**WORK REQUEST 1:** Decide whether each statement below agrees with the festival report on the Write on Bowen opening night: (a) Lyon's tenth use for a philosophy degree was to write a novel about Aristotle; (b) Lyon grew up with a younger brother with Down's Syndrome; (c) Timothy Taylor read from The Golden Mean. Answer yes or no for each, and quote the words of the report that decide it.
**WORK REQUEST 2:** List every person named in the festival report on the Write on Bowen opening night, including historical figures and characters in books.

Annabel Lyon and Timothy Taylor at the Gallery on Bowen Island (photo: Alison Bate)
By Alison Bate
Two very thoughtful, imaginative minds kept the audience rapt on opening night at the Write on Bowen festival.
Annabel Lyon, author of The Golden Mean, started her readings discussing Ten Uses for a Philosophy Degree, one of which – naturally – led to getting an MFA in Creative Writing.
Author Annabel Lyon signs copies of her book "The Golden Mean" at Write on Bowen Festival 2011 (Photo by Julie Ferguson)
“Which is more useless, do you think, philosophy or creative writing? Hmmm?” she asked.
And, of course, her No.10 was: “Write a novel about Aristotle.”
In her award-winning book, Lyon presents Aristotle as bipolar, and one of the highlights was her reading of Aristotle’s own words about the link between melancholy and creativity.
What we now call bipolar disease, the Greek philosopher called too much “cold black bile” and “hot black bile”.
He wrote that too much cold black bile rendered a person “dull and stupid” whereas people with much hot black bile were “elated and brilliant or erotic or easily moved to anger and desire, while some become more loquacious. Many too are subject to fits of exaltation and ecstasy…”
Lyon also read from her children’s book about Edie, a teenage protagonist with a cousin with Down’s Syndrome. Lyon grew up with an elder brother with Down’s, and it’s a theme close to her heart. In The Golden Mean, Alexander’s half-brother is also mentally challenged.
Timothy Taylor read from his latest novel, The Blue Light Project, and showed how to write a gripping inner monologue when your dinner table colleague goes for a pee.

**SUPPLIED DATA:**
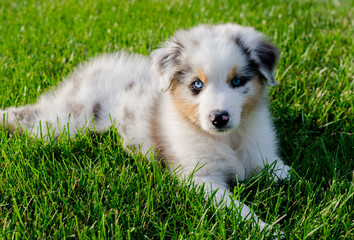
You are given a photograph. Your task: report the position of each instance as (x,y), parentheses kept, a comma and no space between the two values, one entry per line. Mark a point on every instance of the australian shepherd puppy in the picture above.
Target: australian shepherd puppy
---
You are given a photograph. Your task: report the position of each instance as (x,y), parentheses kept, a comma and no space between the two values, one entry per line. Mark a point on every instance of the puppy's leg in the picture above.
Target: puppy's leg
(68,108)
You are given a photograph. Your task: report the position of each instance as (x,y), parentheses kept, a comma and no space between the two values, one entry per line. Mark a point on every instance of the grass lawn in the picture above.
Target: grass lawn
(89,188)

**WRITTEN RESPONSE 1:**
(a) Yes: "And, of course, her No.10 was: “Write a novel about Aristotle.”"
(b) No: "Lyon grew up with an elder brother with Down’s"
(c) No: "Timothy Taylor read from his latest novel, The Blue Light Project"

**WRITTEN RESPONSE 2:** Annabel Lyon, Timothy Taylor, Alison Bate, Julie Ferguson, Aristotle, Edie, Alexander